Excerpts from segmentation listing
────────────────────────────────────────
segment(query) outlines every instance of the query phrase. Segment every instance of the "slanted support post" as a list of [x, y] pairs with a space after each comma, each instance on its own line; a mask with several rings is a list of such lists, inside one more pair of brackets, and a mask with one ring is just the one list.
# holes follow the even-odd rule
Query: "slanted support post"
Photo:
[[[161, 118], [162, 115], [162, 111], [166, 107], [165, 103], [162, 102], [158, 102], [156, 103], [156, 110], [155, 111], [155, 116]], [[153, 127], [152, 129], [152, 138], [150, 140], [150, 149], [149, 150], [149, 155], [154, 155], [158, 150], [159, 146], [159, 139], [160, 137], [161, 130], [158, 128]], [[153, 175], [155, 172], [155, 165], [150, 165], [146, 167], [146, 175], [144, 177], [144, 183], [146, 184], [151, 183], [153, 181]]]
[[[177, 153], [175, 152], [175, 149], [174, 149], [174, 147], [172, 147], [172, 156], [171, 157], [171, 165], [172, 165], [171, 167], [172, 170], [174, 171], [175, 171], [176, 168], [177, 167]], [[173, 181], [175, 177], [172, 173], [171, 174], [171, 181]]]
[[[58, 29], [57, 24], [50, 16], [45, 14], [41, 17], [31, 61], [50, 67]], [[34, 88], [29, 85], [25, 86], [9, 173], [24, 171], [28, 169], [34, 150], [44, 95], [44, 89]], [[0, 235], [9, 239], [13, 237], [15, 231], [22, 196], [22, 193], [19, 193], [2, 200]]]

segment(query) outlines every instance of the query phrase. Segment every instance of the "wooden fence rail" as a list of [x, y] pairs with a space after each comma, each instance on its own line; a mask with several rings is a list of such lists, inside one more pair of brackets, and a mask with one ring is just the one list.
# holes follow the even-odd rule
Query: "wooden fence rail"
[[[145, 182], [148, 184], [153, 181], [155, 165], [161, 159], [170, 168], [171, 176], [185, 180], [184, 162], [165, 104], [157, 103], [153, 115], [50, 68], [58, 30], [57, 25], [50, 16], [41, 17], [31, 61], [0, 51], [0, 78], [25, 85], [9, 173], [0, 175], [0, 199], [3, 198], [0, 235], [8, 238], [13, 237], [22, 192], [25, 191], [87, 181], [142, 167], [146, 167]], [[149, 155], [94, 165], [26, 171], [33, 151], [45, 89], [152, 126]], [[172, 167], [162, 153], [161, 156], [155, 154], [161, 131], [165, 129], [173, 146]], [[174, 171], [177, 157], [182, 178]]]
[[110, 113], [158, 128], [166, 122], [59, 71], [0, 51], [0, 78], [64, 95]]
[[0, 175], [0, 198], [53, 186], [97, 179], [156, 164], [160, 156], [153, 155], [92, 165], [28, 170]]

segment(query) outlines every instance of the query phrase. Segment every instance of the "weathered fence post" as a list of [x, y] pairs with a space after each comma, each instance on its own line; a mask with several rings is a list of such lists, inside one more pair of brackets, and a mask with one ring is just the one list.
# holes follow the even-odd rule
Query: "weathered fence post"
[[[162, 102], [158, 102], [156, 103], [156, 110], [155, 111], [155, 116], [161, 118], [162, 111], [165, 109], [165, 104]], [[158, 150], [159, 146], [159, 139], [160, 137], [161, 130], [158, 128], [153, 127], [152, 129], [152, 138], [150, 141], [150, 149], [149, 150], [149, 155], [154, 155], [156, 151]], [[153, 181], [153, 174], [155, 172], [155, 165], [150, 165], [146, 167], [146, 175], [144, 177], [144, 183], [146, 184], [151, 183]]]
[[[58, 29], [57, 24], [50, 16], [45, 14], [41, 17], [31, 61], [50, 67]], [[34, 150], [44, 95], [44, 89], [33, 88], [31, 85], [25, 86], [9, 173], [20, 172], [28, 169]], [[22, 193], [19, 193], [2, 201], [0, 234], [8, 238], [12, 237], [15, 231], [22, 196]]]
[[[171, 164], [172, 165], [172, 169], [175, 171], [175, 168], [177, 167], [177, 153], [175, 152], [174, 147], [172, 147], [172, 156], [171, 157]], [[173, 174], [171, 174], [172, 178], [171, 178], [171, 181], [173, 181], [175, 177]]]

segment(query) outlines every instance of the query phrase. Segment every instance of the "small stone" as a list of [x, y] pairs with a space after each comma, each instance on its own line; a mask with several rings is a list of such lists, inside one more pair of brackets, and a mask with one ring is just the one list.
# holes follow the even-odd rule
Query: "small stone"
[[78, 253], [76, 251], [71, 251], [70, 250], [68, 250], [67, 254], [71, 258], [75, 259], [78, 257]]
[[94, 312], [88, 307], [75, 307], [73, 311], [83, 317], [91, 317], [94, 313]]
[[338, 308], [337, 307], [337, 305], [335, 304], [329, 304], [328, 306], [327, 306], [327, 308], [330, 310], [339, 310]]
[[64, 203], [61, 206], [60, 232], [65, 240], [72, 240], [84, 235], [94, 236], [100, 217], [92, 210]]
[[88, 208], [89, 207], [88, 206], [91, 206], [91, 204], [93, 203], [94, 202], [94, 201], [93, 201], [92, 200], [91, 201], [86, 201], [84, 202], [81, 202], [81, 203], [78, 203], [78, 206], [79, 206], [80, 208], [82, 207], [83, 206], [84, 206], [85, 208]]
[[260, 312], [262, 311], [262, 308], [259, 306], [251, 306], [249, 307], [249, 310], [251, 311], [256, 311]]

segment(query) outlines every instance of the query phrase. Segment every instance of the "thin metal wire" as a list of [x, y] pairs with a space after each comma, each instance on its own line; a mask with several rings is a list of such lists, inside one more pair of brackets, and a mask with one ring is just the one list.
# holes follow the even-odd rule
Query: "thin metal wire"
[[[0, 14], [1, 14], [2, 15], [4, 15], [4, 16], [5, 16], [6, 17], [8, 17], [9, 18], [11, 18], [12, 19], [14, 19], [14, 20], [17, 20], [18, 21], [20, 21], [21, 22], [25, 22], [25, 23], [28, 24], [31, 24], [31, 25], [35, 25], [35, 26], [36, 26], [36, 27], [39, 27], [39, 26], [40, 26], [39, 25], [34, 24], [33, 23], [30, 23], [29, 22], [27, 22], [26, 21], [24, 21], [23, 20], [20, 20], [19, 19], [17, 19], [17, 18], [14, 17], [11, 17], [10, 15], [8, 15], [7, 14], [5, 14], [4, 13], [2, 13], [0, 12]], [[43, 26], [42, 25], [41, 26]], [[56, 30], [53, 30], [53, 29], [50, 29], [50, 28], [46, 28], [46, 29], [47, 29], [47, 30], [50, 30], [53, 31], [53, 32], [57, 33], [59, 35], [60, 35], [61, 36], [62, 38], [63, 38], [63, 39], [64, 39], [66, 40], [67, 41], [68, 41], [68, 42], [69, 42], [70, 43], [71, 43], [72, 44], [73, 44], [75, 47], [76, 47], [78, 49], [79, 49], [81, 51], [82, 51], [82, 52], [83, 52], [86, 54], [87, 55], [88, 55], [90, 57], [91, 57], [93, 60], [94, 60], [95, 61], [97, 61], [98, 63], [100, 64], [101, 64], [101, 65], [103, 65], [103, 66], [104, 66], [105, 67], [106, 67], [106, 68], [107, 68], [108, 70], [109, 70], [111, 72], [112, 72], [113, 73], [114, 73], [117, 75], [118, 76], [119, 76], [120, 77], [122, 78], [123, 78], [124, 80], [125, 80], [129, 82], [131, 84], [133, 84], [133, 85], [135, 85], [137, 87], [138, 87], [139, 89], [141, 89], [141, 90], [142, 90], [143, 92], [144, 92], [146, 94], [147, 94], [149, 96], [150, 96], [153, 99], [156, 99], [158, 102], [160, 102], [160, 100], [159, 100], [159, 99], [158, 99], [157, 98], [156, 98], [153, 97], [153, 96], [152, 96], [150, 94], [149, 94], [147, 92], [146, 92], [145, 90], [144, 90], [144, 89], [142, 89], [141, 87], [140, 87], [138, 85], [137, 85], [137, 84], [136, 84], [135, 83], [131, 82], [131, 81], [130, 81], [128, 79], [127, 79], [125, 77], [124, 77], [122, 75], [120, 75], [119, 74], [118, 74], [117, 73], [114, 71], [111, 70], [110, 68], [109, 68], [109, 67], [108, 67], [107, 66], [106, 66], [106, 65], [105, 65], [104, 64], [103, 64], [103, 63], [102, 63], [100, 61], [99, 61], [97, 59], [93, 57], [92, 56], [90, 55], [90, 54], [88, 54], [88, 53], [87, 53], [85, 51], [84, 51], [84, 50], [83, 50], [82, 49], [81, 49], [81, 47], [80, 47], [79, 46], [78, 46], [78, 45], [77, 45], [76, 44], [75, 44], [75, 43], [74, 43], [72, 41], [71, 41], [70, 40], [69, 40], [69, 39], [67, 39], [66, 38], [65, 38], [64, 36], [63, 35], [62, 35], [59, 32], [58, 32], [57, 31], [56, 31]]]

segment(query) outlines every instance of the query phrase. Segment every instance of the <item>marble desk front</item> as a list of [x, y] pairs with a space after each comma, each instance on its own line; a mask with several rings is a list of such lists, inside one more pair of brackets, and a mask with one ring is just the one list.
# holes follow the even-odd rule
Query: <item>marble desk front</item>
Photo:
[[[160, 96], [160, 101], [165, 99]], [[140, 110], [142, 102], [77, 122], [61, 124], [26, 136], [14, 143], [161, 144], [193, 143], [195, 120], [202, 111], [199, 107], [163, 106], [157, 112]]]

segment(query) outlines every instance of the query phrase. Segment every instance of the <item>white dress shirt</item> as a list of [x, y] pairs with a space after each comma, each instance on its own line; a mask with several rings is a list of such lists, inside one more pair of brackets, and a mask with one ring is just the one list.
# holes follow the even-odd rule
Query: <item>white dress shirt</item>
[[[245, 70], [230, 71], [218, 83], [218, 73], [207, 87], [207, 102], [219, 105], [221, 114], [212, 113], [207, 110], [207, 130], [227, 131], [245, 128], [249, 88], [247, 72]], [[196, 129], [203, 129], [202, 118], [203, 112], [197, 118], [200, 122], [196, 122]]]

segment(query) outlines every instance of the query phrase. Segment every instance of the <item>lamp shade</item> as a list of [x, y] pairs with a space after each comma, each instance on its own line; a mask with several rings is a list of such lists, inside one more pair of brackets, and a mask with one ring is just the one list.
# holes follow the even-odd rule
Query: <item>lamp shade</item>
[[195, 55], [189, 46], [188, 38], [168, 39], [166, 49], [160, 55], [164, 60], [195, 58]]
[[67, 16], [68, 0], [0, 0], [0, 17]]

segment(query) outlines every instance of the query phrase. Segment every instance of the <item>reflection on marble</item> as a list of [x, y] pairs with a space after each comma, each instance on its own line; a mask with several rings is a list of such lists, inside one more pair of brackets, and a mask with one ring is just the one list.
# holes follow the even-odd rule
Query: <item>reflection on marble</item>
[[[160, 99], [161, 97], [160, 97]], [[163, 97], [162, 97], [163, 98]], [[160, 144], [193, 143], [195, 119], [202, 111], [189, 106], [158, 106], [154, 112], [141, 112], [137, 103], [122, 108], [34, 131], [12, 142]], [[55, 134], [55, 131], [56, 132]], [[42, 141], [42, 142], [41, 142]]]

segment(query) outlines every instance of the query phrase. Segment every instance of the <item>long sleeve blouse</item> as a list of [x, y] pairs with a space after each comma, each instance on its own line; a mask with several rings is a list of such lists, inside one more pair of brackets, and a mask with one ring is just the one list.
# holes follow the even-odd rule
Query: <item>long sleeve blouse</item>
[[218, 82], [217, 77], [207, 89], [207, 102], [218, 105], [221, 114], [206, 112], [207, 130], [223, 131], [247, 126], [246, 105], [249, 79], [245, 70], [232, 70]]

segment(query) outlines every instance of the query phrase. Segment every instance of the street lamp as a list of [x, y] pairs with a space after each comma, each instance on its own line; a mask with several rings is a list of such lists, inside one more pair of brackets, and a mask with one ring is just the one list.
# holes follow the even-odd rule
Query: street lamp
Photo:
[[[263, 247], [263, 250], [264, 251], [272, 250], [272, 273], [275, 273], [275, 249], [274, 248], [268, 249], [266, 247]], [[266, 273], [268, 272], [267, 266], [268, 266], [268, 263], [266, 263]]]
────────────────────────────────────────
Reproduce the lines of the listing above, from the line containing "of the <item>marble" through the line containing "106], [157, 112]]]", character for character.

--- THE COMPLETED TASK ---
segment(query) outlines every instance of the query phrase. Segment every instance of the <item>marble desk front</item> as a list of [x, y] pairs with a space after each comma, each instance on its own line; a mask with several rings is a list of such lists, inside one more pair of brackets, and a mask with one ring is just the one list.
# holes follow the even-odd rule
Query: <item>marble desk front</item>
Photo:
[[[160, 96], [160, 101], [165, 99]], [[140, 110], [142, 102], [77, 122], [61, 124], [26, 136], [14, 143], [161, 144], [193, 143], [195, 120], [202, 111], [199, 107], [163, 106], [157, 112]]]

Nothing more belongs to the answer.